### Text for analysis
= = = = = = =

UPDATE: July 31, 2025: Microsoft followed Google's lead Thursday in publicly sharing its decision to become a signatory of the European Union's General-Purpose AI Code of Practice. "We are choosing this path to further build trust in Microsoft AI models, support the European AI ecosystem, and demonstrate our long-standing compliance with EU law, while recognizing that the AI Act is a complex regulation that would benefit from simplification," Nanna-Louise Linde, VP of European government affairs at Microsoft, said in a LinkedIn post.
Dive Brief:
- Google said it will sign the European Union’s General-Purpose AI Code of Practice in a Wednesday blog post. The voluntary framework aims to help enterprises align with standards set by the EU AI Act and was released earlier this month.
- “While the final version of the Code comes closer to supporting Europe's innovation and economic goals than where it began … we remain concerned that the AI Act and Code risk slowing Europe’s development and deployment of AI,” Kent Walker, president of global affairs at Google and Alphabet, said in the statement, pointing to steps that slow approvals and requirements that could expose trade secrets.
- Google is the first U.S. cloud giant to publicly sign on to the code. Earlier this month, Meta declined to become a signatory. The decision reflected Meta’s belief that the policies “will throttle the development and deployment of frontier AI models in Europe,” Joel Kaplan, chief global affairs officer at Meta, said in a LinkedIn post last week. Signatories will be publicly listed Friday.
Dive Insight:
Google joins AI providers OpenAI, Anthropic and others in signaling intent to sign the EU’s code, just days before another AI Act regulatory milestone.
On Aug. 2, several EU provisions governing general purpose AI models go into effect. General purpose models already on the market by August 2025 will have until 2027 to achieve compliance.
Enterprises operating globally are confronting myriad AI-related rules, such as the growing patchwork of U.S. state laws and a countdown to further EU AI Act enforcement actions.
CIOs and their businesses are finding it hard to navigate the fragmented regulatory environment. Nearly three-quarters of senior leaders say inconsistent terminology and phrasing pose compliance challenges, according to an Acrolinx survey published this month.
AI oversight strategies are still evolving in the U.S. President Donald Trump signed a trio of related executive orders last week following the release of an AI Action Plan. The actions set the stage for further acceleration of AI development and deployment nationwide, but questions still remain around execution.
The changing landscape of AI compliance has ushered in closer partnerships between IT leaders and their C-suite counterparts, such as privacy chiefs.

= = = = = = =

### Raw data
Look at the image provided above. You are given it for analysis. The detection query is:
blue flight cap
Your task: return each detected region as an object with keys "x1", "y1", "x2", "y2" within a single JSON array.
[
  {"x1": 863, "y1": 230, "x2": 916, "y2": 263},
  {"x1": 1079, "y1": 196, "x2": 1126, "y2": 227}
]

= = = = = = =

### Problem to solve
Repeat the passage from the article on the EU AI Code of Practice starting with "UPDATE: July 31, 2025: Microsoft" and going on through "earlier this month.".

### Answer box
UPDATE: July 31, 2025: Microsoft followed Google's lead Thursday in publicly sharing its decision to become a signatory of the European Union's General-Purpose AI Code of Practice. "We are choosing this path to further build trust in Microsoft AI models, support the European AI ecosystem, and demonstrate our long-standing compliance with EU law, while recognizing that the AI Act is a complex regulation that would benefit from simplification," Nanna-Louise Linde, VP of European government affairs at Microsoft, said in a LinkedIn post.
Dive Brief:
- Google said it will sign the European Union’s General-Purpose AI Code of Practice in a Wednesday blog post. The voluntary framework aims to help enterprises align with standards set by the EU AI Act and was released earlier this month.